## WHAT YOU WILL DO
Echo the part of the article on sleeping better that begins at "How to Sleep" and stops after "these ten techniques!", copying it word for word.

## READING TEXT

How to Sleep Better: 10 Ways to Overcome Sleep Problems

The key to better sleep is to keep it simple.

We all get frustrated with the fact that we are not in control of our sleep. Sleep better and overcome sleep problems using these ten techniques!

Are you frustrated with your sleep? Are you trying different gadgets and gizmos to track and improve your sleep? Are you experiencing all sorts of sleep problems?

We definitely all get frustrated with the fact that we are not in control of our sleep. We all want to sleep better… Unfortunately, some of the things we try actually make our sleep worse

The key to better sleep is to keep it simple. The more we add, the more complicated we are making it. So, stick to the basics. This means cueing your body for sleep as best you can and then letting your natural circadian rhythm take over.

## RAW DATA
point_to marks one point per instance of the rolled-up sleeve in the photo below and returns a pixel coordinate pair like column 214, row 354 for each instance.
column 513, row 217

## OUTPUT OF THE TASK
How to Sleep Better: 10 Ways to Overcome Sleep Problems

The key to better sleep is to keep it simple.

We all get frustrated with the fact that we are not in control of our sleep. Sleep better and overcome sleep problems using these ten techniques!